* begin RECORDS SUPPLIED *

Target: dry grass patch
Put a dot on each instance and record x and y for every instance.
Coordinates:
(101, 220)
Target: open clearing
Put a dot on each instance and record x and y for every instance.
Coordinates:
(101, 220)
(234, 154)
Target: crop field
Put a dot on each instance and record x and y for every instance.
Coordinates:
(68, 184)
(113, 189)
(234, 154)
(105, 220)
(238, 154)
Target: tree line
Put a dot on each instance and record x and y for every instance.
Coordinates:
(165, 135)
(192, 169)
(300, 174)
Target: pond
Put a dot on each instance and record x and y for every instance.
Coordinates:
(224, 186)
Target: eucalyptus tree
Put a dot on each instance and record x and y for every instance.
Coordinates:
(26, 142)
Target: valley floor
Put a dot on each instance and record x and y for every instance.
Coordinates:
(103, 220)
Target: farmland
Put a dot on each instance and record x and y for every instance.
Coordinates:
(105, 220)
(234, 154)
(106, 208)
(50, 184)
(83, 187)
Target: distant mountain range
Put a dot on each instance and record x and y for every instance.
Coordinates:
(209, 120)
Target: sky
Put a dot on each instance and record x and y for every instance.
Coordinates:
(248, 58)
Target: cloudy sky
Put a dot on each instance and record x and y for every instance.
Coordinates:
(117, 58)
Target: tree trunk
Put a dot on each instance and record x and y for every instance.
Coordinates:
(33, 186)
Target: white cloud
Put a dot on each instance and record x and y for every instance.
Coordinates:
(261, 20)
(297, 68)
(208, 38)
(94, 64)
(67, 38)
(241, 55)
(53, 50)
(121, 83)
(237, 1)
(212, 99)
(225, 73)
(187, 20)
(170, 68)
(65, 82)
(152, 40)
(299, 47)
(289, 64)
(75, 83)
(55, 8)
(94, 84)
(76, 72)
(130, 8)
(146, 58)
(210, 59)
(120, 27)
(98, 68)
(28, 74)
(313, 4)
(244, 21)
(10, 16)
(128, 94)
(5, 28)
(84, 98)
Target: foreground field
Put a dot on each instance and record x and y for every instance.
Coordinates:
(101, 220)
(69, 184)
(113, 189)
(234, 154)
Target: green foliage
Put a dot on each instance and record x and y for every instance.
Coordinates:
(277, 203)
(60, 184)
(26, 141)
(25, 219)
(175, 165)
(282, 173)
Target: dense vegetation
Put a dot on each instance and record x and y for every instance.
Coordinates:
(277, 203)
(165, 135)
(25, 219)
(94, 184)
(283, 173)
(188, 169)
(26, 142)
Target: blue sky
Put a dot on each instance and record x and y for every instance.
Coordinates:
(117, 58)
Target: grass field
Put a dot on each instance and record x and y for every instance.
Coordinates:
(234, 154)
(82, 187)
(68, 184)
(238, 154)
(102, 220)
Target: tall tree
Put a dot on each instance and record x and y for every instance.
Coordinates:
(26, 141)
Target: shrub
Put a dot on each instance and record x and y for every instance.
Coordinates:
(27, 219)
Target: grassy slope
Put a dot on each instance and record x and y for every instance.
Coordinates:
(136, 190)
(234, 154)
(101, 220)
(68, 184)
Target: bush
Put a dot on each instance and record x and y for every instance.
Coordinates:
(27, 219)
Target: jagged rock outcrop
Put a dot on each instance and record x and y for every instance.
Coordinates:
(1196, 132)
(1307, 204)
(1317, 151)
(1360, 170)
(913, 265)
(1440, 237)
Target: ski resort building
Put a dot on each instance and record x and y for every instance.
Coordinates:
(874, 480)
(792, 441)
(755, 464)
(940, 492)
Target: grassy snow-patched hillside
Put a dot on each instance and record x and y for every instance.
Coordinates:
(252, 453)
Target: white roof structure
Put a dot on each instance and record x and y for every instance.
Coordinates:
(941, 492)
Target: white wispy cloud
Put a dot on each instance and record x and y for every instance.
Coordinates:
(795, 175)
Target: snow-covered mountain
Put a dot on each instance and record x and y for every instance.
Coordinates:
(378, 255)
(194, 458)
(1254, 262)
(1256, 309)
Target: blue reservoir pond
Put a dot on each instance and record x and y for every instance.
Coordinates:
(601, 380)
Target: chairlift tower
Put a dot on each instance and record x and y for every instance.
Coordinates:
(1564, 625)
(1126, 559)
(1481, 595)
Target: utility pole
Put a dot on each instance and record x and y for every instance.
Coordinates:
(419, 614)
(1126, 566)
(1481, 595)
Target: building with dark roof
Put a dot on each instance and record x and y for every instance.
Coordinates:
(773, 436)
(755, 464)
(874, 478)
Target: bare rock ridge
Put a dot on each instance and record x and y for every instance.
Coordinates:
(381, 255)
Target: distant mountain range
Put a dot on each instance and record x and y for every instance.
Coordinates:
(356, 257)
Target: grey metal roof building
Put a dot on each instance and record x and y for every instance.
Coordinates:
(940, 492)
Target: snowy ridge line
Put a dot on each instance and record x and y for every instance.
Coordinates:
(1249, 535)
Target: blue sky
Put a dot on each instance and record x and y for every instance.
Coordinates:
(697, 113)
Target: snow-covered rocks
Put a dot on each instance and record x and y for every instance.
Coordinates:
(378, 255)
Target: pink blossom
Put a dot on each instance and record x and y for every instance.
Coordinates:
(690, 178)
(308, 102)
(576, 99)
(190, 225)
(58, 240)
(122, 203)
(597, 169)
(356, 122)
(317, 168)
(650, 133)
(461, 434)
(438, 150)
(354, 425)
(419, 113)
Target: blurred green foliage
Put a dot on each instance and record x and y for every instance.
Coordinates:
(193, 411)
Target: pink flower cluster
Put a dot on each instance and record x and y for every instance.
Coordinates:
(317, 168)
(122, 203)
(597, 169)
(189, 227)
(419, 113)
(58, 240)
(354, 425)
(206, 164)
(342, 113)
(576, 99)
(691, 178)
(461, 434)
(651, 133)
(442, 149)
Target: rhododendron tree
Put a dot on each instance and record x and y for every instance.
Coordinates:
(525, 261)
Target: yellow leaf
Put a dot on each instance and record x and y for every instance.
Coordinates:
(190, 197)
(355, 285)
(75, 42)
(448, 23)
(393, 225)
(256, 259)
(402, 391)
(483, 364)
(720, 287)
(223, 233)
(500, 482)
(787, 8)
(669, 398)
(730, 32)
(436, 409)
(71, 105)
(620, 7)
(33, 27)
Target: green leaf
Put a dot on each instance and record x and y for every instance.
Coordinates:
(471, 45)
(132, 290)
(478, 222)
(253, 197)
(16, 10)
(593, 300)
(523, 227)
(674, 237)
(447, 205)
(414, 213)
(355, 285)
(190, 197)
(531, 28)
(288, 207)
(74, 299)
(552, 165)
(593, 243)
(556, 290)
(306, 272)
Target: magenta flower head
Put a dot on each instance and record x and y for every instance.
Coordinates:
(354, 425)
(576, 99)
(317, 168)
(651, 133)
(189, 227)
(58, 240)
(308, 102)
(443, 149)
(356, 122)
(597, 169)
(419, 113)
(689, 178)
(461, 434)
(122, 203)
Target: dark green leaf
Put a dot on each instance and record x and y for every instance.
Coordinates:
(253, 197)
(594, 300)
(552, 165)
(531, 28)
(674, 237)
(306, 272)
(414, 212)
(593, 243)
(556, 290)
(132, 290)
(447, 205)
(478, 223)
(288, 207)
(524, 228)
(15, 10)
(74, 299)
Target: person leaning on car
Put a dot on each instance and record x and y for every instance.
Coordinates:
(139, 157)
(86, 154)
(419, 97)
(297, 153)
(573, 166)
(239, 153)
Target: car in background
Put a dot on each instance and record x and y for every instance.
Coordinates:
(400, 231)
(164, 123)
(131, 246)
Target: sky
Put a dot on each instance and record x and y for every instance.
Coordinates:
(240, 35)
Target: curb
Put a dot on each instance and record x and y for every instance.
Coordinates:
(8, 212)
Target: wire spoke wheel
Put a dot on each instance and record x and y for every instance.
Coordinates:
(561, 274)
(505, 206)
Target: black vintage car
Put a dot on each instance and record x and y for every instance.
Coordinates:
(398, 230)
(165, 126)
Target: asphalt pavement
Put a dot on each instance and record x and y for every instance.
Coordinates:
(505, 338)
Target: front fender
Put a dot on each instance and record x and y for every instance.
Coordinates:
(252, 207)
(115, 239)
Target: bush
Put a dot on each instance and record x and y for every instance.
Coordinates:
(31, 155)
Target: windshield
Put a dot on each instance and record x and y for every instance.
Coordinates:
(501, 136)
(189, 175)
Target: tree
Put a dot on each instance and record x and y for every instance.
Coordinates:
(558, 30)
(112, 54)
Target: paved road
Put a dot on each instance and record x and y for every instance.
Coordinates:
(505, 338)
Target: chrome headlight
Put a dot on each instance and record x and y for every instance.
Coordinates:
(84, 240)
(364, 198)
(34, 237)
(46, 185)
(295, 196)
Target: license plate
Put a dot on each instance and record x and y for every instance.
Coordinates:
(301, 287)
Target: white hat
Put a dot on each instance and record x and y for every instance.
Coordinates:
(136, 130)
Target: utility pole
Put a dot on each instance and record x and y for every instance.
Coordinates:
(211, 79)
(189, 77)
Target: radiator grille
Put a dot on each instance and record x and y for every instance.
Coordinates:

* end RECORDS SUPPLIED *

STATED GOAL —
Reproduce the stretch of the listing from the line containing "Target: wire spoke wheel" through the end of the listing, replacing every "dot" with "marker" and leaving everything else unchanged.

TASK RESPONSE —
Target: wire spoke wheel
Put a marker on each instance and record x and y for every instance.
Coordinates:
(561, 274)
(505, 206)
Target: black vintage car
Put a marker on each instance and record x and y for every instance.
Coordinates:
(398, 230)
(165, 126)
Target: asphalt pavement
Put a marker on each instance and record x and y for every instance.
Coordinates:
(505, 338)
Target: front fender
Put a marker on each instance and record x and y for every instance.
Coordinates:
(252, 207)
(115, 239)
Target: bush
Put a marker on each instance and record x and y for every instance.
Coordinates:
(31, 155)
Target: windshield
Put a marker on each instance and record x and y for every instance.
Coordinates:
(501, 136)
(189, 175)
Target: tree
Put a marker on each instance and record x and y for every instance.
Coordinates:
(558, 30)
(112, 54)
Target: paved road
Put a marker on each instance and record x and y for every instance.
Coordinates:
(505, 338)
Target: chrome headlight
Put a marker on each instance and record x and y for every instance.
Coordinates:
(84, 240)
(364, 198)
(34, 237)
(46, 185)
(295, 196)
Target: license plate
Put a marker on each instance and record x and y for every instance.
Coordinates:
(301, 287)
Target: white hat
Put a marker on each instance and record x and y for every instance.
Coordinates:
(136, 130)
Target: utility pole
Put a marker on each instance and record x and y for every instance.
Coordinates:
(211, 79)
(189, 77)
Target: radiator grille
Put a marker on each instance and record x and y for every instance.
Coordinates:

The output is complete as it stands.